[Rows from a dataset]
* start *
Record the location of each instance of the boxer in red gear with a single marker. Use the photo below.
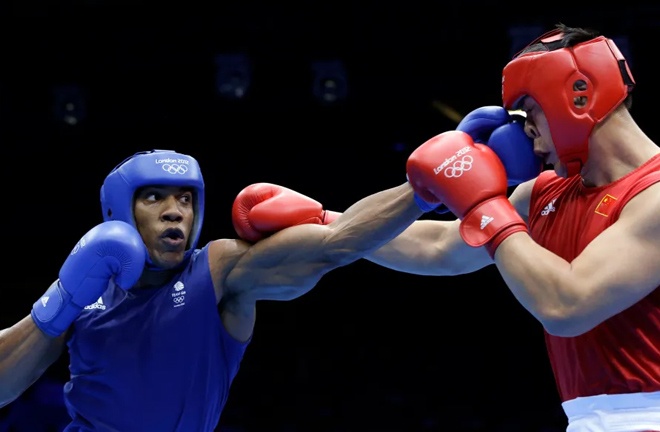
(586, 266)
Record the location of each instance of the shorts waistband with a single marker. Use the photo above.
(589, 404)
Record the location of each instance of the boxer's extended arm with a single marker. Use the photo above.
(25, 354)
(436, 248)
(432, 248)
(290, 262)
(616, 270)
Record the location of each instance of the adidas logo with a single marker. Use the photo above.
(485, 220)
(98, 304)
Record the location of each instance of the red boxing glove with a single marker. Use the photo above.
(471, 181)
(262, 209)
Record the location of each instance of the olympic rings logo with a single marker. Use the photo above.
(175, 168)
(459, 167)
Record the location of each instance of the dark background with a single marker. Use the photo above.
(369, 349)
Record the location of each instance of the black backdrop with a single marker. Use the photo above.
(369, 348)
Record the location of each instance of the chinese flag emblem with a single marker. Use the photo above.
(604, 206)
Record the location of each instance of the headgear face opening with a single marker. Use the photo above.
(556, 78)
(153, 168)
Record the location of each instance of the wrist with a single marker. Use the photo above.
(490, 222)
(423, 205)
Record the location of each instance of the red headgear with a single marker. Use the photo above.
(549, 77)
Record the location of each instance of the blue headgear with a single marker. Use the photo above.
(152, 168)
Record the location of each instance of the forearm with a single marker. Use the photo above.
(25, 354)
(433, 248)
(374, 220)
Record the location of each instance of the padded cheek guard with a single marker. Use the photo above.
* end *
* [What you should do] Print, word for word, the lines from the one containing "Record the location of each instance of the forearm" through the final line, including both.

* [Solution for this problem]
Record the location of each instance of the forearm with a single marker. Use the photo above.
(25, 354)
(433, 248)
(374, 220)
Record the location of each instance of the padded cheek guard with a single marker. Use the photo above.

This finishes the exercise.